Material to process:
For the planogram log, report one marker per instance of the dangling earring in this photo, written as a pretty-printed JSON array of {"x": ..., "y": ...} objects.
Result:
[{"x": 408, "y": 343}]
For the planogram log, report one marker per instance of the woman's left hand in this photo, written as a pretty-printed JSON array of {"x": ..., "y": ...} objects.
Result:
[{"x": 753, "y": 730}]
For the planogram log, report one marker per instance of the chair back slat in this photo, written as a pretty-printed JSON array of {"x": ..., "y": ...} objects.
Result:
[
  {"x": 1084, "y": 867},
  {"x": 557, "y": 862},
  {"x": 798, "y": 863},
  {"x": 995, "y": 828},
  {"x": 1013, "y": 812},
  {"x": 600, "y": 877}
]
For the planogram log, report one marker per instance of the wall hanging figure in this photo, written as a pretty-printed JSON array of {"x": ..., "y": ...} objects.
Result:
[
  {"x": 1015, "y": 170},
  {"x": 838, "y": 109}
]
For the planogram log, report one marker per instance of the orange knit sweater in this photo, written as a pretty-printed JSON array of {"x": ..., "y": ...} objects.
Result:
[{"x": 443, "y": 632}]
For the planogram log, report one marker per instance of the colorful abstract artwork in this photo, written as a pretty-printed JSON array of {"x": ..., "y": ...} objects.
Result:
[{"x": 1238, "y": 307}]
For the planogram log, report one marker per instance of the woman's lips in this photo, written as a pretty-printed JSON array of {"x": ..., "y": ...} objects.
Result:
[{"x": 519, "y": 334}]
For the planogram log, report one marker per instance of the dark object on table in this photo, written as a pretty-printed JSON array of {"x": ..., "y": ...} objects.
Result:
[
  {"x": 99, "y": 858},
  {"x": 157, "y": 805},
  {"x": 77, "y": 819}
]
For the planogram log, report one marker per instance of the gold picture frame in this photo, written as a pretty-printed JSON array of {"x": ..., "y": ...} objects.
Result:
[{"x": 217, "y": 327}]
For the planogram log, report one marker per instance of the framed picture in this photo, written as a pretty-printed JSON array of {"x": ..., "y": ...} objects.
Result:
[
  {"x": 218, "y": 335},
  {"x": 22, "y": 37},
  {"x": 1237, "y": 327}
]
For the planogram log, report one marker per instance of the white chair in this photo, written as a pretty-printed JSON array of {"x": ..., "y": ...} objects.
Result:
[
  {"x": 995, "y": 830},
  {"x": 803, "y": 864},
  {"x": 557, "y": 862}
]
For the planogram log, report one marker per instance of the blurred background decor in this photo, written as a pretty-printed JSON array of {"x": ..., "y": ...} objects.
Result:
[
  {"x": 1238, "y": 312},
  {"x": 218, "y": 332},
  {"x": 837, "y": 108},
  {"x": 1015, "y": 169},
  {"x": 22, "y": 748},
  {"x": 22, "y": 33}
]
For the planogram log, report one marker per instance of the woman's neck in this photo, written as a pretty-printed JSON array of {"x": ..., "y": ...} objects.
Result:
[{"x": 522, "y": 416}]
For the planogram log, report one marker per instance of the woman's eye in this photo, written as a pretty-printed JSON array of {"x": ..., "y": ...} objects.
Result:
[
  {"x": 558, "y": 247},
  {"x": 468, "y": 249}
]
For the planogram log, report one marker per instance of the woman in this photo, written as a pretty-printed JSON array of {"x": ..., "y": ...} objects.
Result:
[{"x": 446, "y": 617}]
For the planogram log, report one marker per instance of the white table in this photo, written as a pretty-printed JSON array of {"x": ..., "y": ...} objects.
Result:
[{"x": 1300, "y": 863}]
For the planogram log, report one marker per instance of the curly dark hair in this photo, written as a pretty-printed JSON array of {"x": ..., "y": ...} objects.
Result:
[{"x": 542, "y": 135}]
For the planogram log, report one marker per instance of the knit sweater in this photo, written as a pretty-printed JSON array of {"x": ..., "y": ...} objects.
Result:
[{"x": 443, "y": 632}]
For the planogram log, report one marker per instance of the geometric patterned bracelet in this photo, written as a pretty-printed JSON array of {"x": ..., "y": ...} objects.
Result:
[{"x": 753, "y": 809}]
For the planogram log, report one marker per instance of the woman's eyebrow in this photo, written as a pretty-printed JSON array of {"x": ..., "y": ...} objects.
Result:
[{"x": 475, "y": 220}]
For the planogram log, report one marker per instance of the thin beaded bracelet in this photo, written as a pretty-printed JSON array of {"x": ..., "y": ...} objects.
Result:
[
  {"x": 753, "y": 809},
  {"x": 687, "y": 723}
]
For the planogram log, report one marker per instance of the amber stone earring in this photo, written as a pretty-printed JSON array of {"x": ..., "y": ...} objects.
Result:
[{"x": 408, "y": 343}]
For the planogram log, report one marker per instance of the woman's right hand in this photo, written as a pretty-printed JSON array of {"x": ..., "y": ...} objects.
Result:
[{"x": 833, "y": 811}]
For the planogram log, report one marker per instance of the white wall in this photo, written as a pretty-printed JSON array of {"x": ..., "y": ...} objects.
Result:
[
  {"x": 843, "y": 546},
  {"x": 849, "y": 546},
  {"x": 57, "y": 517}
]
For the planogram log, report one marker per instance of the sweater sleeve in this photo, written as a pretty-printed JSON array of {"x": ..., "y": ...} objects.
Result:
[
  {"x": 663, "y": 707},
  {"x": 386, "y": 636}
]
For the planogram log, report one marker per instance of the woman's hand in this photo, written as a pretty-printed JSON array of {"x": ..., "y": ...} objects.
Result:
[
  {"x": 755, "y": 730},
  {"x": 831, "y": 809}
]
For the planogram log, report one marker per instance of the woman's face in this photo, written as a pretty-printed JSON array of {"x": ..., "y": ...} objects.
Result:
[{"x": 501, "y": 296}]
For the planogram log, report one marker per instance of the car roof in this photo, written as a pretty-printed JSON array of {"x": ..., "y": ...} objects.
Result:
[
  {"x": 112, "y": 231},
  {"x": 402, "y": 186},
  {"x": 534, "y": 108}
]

--

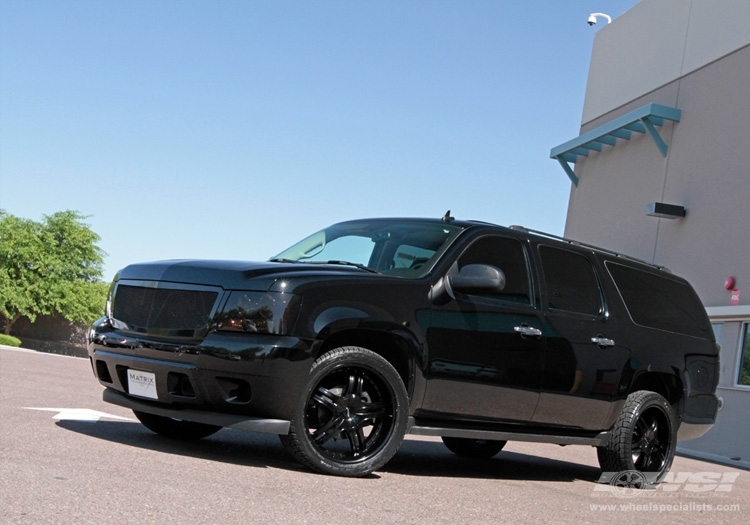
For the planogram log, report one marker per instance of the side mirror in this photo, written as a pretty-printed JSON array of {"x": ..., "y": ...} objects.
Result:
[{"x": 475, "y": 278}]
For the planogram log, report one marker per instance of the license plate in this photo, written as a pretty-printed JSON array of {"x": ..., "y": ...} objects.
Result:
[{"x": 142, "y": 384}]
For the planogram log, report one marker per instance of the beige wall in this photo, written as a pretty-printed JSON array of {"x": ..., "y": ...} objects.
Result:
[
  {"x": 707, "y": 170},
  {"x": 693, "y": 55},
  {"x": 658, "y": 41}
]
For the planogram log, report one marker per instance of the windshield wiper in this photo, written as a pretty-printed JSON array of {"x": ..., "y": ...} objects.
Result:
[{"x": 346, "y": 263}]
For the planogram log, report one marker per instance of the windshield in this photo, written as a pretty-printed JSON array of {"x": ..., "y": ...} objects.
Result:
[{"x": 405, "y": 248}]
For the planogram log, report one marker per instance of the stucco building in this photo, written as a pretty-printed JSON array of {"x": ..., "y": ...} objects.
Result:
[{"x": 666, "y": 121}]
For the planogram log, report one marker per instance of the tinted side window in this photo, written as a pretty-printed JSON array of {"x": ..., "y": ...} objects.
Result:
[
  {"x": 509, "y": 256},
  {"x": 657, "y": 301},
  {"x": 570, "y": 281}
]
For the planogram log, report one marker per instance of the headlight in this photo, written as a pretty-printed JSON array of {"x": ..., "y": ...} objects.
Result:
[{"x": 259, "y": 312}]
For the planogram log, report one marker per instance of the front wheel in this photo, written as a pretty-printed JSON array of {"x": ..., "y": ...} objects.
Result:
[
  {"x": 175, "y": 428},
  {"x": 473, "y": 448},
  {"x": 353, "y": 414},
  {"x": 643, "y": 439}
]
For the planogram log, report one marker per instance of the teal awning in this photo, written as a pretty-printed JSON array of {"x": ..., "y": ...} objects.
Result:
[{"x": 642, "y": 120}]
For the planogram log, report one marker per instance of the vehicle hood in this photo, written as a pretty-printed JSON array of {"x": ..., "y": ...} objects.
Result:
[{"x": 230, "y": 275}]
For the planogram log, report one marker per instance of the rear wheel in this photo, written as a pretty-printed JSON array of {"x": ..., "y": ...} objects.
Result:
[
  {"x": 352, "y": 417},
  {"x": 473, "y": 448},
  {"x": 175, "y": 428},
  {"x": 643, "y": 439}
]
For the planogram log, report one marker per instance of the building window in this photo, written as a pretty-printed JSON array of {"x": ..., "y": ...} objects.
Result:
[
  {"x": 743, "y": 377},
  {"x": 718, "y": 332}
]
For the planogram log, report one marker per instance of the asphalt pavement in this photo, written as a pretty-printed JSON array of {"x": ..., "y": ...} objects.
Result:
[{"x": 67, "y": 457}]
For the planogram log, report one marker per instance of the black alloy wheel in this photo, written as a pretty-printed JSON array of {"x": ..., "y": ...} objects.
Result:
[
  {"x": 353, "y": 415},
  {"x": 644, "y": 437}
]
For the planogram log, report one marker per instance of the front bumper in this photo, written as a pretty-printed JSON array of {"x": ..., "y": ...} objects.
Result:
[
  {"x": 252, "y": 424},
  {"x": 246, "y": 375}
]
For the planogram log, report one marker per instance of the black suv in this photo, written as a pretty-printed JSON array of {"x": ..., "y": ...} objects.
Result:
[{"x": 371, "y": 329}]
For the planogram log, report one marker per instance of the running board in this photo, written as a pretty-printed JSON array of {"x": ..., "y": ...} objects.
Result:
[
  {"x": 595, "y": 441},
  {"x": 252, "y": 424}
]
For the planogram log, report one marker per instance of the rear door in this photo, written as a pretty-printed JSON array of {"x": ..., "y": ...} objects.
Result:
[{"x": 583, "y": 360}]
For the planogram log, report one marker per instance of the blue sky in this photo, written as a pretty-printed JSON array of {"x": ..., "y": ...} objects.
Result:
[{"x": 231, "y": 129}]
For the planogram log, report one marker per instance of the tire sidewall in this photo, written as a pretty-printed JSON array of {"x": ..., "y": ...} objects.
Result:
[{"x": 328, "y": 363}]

Problem requirements:
Copy out every line above that contains the string "rear".

Response to this exercise:
For the planogram log, report one marker per instance of the rear wheel in this photo, written as a pretty-printed JSON array of {"x": ..., "y": ...} objects.
For the planogram log, report one marker per instance of the rear door in this photo, written as a pretty-printed JSON array of {"x": ..., "y": ...} objects.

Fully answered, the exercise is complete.